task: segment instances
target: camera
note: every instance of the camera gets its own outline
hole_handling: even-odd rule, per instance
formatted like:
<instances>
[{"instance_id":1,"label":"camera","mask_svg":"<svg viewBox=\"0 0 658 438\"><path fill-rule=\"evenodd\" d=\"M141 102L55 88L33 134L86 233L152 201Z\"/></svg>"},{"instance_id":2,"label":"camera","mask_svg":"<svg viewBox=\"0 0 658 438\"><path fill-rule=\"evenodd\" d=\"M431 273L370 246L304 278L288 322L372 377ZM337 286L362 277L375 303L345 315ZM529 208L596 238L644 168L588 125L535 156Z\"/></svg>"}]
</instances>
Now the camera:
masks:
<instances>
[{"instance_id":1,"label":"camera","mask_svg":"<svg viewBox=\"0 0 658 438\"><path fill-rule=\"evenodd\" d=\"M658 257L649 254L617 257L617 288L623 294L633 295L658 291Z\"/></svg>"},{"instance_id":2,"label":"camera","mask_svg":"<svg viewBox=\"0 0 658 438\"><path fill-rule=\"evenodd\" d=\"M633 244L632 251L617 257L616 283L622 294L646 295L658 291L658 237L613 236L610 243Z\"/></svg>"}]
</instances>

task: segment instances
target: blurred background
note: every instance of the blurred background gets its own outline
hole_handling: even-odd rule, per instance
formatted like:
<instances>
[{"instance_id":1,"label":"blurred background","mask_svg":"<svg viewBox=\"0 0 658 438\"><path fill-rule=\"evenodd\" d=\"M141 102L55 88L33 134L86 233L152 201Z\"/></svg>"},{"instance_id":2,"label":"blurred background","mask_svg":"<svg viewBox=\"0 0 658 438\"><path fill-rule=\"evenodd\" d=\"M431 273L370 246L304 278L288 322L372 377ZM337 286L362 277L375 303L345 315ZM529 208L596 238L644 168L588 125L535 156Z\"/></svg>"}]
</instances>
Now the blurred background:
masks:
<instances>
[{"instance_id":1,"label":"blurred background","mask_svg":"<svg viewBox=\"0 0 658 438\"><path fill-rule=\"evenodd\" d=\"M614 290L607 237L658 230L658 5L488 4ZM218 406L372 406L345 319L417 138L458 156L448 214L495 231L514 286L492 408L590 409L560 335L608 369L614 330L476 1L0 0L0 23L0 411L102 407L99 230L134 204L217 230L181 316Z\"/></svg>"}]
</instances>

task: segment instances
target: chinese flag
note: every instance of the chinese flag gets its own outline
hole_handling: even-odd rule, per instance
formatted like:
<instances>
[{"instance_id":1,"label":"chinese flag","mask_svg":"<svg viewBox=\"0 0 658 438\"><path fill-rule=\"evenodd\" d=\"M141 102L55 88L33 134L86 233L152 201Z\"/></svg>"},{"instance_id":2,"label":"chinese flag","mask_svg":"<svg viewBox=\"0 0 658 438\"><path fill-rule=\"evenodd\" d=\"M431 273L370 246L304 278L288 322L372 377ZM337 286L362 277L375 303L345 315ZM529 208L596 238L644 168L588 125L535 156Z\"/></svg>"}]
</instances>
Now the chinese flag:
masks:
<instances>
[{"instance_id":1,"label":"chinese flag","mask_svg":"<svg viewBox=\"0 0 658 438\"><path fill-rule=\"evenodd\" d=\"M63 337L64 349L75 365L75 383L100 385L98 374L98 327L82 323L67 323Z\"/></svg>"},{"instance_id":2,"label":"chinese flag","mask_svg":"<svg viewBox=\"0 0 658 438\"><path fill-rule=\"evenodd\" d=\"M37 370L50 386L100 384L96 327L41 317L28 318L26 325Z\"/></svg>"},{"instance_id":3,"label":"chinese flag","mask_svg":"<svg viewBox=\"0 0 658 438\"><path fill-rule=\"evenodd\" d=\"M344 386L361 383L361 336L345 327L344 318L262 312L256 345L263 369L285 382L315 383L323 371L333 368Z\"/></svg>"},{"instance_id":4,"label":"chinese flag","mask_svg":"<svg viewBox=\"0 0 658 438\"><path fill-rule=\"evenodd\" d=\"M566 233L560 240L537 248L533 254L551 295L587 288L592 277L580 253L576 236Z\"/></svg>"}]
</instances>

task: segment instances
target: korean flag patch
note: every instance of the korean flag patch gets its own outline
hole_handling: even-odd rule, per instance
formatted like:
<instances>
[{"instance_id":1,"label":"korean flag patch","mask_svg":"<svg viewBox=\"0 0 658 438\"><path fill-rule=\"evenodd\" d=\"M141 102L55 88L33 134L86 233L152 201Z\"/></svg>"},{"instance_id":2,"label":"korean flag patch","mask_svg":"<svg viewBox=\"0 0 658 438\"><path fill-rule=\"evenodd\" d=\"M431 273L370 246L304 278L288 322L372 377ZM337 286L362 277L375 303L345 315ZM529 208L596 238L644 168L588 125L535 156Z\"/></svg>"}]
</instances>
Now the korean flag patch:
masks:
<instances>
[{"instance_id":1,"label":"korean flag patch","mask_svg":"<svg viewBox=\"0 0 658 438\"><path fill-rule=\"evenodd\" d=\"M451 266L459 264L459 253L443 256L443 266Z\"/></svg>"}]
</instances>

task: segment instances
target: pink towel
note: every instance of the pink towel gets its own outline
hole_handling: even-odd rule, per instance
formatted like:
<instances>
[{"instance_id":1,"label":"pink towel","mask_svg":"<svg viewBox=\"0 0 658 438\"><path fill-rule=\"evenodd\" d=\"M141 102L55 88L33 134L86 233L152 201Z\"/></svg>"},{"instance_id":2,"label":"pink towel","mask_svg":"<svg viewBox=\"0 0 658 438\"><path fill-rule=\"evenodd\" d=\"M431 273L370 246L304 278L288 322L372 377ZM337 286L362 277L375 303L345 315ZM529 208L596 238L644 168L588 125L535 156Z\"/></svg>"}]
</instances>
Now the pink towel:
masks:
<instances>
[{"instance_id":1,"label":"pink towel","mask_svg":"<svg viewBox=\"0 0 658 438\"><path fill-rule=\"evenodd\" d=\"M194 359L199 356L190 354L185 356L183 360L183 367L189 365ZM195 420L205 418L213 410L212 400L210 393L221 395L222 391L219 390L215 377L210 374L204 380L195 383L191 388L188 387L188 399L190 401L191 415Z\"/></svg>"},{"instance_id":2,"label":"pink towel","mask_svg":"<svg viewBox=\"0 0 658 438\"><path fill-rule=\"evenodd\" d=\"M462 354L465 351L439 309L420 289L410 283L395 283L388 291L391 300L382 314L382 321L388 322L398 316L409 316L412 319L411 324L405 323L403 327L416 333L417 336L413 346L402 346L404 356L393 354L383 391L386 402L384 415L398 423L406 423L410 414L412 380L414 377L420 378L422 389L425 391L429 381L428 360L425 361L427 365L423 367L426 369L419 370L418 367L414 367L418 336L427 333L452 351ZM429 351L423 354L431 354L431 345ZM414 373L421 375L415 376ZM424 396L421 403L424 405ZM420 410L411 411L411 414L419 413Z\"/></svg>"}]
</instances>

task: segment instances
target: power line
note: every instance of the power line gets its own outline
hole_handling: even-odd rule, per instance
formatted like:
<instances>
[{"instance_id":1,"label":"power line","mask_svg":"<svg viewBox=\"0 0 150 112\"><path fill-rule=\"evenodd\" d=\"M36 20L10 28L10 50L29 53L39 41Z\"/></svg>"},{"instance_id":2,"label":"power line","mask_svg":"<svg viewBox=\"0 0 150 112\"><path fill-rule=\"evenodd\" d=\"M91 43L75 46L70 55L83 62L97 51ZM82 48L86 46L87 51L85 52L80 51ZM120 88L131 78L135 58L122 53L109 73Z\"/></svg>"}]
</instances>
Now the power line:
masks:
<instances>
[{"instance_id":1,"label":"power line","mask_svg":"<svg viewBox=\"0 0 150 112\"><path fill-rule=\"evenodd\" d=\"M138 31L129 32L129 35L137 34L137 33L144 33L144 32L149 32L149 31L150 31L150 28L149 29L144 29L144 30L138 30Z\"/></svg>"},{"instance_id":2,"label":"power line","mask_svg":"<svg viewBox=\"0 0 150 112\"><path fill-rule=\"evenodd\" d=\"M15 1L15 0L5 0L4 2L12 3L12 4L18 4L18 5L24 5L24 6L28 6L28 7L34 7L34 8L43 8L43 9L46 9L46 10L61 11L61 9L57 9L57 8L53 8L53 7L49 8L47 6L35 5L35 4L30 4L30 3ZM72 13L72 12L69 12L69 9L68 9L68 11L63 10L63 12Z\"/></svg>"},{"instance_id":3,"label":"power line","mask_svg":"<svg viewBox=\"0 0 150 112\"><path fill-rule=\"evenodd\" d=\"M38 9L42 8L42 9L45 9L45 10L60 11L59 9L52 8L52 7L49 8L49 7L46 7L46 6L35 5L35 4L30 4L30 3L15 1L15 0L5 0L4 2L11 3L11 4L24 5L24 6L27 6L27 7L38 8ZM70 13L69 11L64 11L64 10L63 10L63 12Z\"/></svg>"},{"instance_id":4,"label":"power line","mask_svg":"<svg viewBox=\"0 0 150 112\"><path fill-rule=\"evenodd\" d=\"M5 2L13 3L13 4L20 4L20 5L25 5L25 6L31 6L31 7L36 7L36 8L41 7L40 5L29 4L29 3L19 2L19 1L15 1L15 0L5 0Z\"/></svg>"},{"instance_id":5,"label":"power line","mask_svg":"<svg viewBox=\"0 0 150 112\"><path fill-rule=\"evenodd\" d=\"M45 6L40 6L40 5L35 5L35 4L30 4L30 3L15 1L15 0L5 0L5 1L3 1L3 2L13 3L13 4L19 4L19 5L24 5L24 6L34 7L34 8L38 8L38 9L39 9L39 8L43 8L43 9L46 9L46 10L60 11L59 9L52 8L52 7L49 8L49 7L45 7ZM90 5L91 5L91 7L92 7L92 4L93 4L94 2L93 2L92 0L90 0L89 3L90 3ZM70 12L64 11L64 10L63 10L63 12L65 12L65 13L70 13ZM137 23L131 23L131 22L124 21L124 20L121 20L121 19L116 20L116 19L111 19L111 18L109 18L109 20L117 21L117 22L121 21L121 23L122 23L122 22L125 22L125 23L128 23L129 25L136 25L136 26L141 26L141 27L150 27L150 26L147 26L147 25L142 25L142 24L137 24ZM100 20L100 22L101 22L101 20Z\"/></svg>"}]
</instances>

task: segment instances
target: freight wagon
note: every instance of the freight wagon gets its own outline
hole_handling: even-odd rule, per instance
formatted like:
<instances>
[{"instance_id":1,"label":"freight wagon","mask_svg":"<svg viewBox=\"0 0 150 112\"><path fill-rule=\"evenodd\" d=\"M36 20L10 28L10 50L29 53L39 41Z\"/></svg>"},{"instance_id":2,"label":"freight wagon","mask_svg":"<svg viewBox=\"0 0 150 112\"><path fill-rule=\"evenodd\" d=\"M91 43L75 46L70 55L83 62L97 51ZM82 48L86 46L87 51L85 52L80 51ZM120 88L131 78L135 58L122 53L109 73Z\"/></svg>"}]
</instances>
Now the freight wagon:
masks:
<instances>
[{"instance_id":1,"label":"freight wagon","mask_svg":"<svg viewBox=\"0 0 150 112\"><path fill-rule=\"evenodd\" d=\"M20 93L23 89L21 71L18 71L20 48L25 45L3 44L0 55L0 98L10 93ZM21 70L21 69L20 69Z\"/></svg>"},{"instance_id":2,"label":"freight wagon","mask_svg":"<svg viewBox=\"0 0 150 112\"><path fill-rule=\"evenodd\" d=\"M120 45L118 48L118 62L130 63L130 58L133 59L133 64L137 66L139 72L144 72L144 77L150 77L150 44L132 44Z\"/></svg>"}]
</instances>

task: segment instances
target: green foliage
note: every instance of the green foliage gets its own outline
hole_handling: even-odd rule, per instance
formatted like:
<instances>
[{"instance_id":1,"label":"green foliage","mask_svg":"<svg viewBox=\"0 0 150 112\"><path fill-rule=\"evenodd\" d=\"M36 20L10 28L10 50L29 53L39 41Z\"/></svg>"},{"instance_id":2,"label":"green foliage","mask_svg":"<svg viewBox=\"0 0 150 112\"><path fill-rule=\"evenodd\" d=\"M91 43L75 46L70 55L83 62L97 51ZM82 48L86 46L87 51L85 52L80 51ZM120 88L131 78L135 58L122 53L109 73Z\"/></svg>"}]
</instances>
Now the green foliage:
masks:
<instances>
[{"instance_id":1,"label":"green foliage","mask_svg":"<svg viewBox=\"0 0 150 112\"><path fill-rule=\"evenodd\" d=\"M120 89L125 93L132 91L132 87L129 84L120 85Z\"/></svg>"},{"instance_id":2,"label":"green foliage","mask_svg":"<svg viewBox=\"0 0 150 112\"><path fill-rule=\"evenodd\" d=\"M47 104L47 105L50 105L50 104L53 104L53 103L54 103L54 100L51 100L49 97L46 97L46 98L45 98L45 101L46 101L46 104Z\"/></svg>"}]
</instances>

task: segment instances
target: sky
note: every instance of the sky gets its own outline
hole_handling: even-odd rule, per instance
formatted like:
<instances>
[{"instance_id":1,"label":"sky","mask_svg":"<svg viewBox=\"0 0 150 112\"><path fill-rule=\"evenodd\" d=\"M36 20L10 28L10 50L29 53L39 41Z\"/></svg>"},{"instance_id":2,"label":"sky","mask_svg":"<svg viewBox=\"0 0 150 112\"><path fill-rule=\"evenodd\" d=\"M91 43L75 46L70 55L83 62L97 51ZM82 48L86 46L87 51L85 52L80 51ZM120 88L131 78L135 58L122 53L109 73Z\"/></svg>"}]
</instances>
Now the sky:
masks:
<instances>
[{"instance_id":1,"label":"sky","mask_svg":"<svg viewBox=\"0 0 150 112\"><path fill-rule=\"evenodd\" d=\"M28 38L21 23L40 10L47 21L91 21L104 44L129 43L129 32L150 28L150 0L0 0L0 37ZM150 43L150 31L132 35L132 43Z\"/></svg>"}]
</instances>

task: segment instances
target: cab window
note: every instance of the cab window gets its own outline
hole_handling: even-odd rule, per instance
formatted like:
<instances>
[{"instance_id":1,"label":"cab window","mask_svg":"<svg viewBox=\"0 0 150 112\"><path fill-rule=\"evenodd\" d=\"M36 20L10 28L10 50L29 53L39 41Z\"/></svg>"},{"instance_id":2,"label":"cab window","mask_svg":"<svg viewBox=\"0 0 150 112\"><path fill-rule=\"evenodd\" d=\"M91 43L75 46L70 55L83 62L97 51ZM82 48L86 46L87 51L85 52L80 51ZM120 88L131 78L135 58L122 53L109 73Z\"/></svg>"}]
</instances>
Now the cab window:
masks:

== == ==

EXERCISE DIRECTIONS: Copy all lines above where "window" is present.

RESULT OF THE EXERCISE:
target: cab window
note: every instance of the cab window gets its own outline
[{"instance_id":1,"label":"cab window","mask_svg":"<svg viewBox=\"0 0 150 112\"><path fill-rule=\"evenodd\" d=\"M36 20L10 28L10 50L29 53L39 41Z\"/></svg>"},{"instance_id":2,"label":"cab window","mask_svg":"<svg viewBox=\"0 0 150 112\"><path fill-rule=\"evenodd\" d=\"M91 43L75 46L70 55L83 62L97 51ZM82 48L86 46L87 51L85 52L80 51ZM120 88L131 78L135 58L122 53L109 73Z\"/></svg>"}]
Now the cab window:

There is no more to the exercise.